● TAREFAS DO EXERCÍCIO:
1/ Cite, do excerto sobre a comunidade portuguesa no Reino Unido, o trecho de "Formada por cerca" até "da dívida soberana.".
2/ Traduza para inglês a seguinte frase do excerto sobre a comunidade portuguesa no Reino Unido: "Números do Ministério do Trabalho britânico mostram que cerca de 226.000 portugueses registaram-se entre 2011 e 2019 na Segurança Social, um requisito obrigatório para poder trabalhar ou ter apoio social."

● EXCERTO DA FONTE:
-------------------------
Este tipo de documentação passou a ser exigido deste a saída do Reino Unido da UE para efeitos de isenção fiscal na importação dos bens, no caso de mobílias, equipamento eletrónico e outros pertences que os emigrantes estão a transportar para Portugal.

“Há algum fluxo de regresso a Portugal (…) mas pensando na dimensão da nossa comunidade, não é um fenómeno muito significativo”, garantiu.

Comunidade no Reino Unido uma das mais diversas da diáspora portuguesa

Formada por cerca de 400 mil pessoas, de acordo com os dados do  Sistema de Registo de cidadãos da União Europeia, mais de metade chegou depois de 2010, em grande parte resultado da vaga de emigração causada pela crise financeira da dívida soberana.

Números do Ministério do Trabalho britânico mostram que cerca de 226.000 portugueses registaram-se entre 2011 e 2019 na Segurança Social, um requisito obrigatório para poder trabalhar ou ter apoio social.

O fluxo desacelerou bastante depois do referendo que ditou o ‘Brexit’, em 2016, e quase estancou desde 2020 devido às limitações de  circulação durante a pandemia covid-19 e após a entrada em vigor, em 2021, de novas regras mais rígidas para a imigração.
-------------------------
● SECÇÃO DE DADOS:
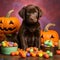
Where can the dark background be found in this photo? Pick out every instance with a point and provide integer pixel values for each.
(50, 8)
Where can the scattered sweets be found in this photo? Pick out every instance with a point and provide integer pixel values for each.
(58, 52)
(8, 44)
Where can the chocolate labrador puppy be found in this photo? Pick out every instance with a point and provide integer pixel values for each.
(29, 32)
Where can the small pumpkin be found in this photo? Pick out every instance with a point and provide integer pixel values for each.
(9, 24)
(49, 34)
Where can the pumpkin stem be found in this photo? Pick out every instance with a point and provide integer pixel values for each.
(9, 13)
(48, 25)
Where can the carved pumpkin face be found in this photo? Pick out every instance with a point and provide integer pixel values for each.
(9, 24)
(49, 35)
(12, 25)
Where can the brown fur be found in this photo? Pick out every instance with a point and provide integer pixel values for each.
(29, 32)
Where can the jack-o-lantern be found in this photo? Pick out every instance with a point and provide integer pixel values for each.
(49, 35)
(9, 24)
(2, 36)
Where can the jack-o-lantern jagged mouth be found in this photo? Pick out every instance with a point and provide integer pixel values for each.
(11, 29)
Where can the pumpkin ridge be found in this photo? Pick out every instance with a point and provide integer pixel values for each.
(48, 25)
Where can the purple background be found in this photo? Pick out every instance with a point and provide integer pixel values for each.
(50, 8)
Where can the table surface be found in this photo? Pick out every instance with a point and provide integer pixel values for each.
(7, 57)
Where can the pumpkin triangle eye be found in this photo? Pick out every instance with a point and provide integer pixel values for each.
(42, 36)
(52, 36)
(11, 22)
(0, 21)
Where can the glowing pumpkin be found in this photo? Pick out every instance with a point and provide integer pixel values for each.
(49, 35)
(9, 24)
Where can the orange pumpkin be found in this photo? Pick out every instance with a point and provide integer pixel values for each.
(9, 24)
(49, 35)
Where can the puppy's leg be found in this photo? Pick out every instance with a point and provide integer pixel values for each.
(37, 39)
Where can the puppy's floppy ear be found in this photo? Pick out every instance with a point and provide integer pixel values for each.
(22, 12)
(39, 12)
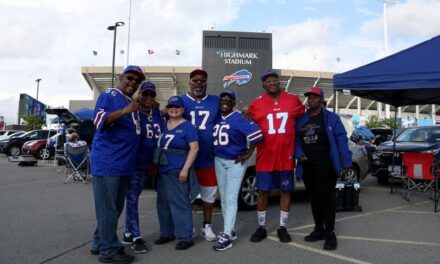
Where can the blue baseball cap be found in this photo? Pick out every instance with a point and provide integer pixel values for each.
(175, 101)
(268, 73)
(136, 70)
(316, 91)
(147, 86)
(229, 93)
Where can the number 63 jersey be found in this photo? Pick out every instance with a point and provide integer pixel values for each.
(276, 120)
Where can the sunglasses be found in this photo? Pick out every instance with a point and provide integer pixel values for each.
(196, 80)
(132, 78)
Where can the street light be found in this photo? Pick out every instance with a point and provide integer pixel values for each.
(114, 28)
(36, 105)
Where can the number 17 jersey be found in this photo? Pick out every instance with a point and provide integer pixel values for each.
(276, 120)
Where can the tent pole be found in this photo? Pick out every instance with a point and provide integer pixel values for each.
(394, 150)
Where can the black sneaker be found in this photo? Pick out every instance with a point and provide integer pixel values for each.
(182, 245)
(283, 235)
(119, 257)
(259, 234)
(139, 246)
(164, 240)
(330, 241)
(315, 236)
(127, 240)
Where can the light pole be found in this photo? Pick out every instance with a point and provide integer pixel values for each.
(36, 105)
(114, 28)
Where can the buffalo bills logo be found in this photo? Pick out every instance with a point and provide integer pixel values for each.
(240, 77)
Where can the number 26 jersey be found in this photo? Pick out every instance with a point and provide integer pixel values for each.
(276, 120)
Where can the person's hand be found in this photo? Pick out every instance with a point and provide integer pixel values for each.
(183, 176)
(242, 158)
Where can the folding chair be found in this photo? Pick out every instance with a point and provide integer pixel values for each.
(421, 173)
(77, 163)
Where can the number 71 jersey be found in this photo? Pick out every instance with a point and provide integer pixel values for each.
(277, 122)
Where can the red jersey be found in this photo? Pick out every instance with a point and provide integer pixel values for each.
(277, 122)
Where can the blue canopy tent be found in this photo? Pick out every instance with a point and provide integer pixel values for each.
(409, 77)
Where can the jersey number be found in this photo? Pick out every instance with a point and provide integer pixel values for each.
(282, 128)
(220, 135)
(203, 114)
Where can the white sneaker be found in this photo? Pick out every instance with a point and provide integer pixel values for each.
(207, 233)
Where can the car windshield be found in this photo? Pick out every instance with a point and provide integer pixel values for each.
(420, 134)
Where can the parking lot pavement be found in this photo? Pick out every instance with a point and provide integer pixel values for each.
(46, 221)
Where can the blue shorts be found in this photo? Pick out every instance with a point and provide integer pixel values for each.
(269, 180)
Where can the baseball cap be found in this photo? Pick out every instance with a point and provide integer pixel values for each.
(268, 73)
(175, 101)
(229, 93)
(198, 72)
(135, 69)
(316, 91)
(147, 86)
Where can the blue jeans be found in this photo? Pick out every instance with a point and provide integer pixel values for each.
(109, 193)
(135, 185)
(229, 176)
(174, 207)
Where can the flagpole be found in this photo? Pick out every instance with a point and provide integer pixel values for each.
(128, 38)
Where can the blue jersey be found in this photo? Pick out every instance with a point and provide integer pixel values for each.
(232, 134)
(112, 150)
(203, 115)
(151, 127)
(177, 138)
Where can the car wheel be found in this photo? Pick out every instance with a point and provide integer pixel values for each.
(43, 153)
(14, 151)
(382, 179)
(247, 198)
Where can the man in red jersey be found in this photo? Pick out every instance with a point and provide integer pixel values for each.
(275, 113)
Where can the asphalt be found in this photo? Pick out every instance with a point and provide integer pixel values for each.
(45, 221)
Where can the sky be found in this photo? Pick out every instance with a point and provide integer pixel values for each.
(52, 40)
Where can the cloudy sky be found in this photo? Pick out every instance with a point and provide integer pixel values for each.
(51, 40)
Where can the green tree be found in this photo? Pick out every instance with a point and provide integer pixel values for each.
(32, 122)
(374, 121)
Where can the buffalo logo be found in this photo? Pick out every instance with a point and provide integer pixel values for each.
(240, 77)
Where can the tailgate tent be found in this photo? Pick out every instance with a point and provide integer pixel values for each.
(409, 77)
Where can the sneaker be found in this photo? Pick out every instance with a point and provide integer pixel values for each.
(164, 240)
(127, 240)
(283, 235)
(207, 233)
(315, 236)
(139, 246)
(223, 243)
(330, 241)
(259, 235)
(182, 245)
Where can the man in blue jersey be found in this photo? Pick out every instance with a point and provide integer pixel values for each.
(113, 161)
(151, 123)
(202, 110)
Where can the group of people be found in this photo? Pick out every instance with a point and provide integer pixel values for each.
(200, 145)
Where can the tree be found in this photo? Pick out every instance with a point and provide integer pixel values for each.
(374, 121)
(32, 122)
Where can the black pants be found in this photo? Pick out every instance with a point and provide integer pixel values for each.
(320, 184)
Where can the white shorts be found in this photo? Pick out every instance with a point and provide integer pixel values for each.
(208, 193)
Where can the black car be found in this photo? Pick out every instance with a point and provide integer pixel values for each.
(414, 139)
(12, 146)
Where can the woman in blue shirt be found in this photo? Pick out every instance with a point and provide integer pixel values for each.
(232, 133)
(178, 147)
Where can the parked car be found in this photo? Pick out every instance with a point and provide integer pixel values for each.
(8, 133)
(12, 146)
(247, 198)
(414, 139)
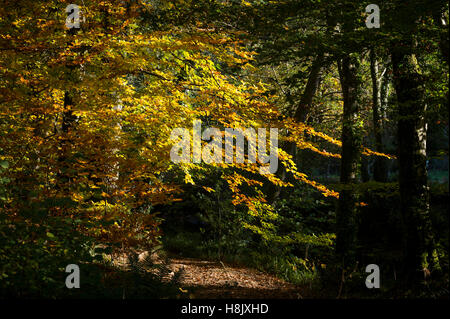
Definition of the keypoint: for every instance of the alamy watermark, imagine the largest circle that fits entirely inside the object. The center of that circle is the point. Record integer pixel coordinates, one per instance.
(212, 152)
-------------------------
● AS SUAS RESPOSTAS:
1/
Formada por cerca de 400 mil pessoas, de acordo com os dados do  Sistema de Registo de cidadãos da União Europeia, mais de metade chegou depois de 2010, em grande parte resultado da vaga de emigração causada pela crise financeira da dívida soberana.

2/ Figures from the British Ministry of Labor show that around 226,000 Portuguese people registered with Social Security between 2011 and 2019, a mandatory requirement for being able to work or receive social support.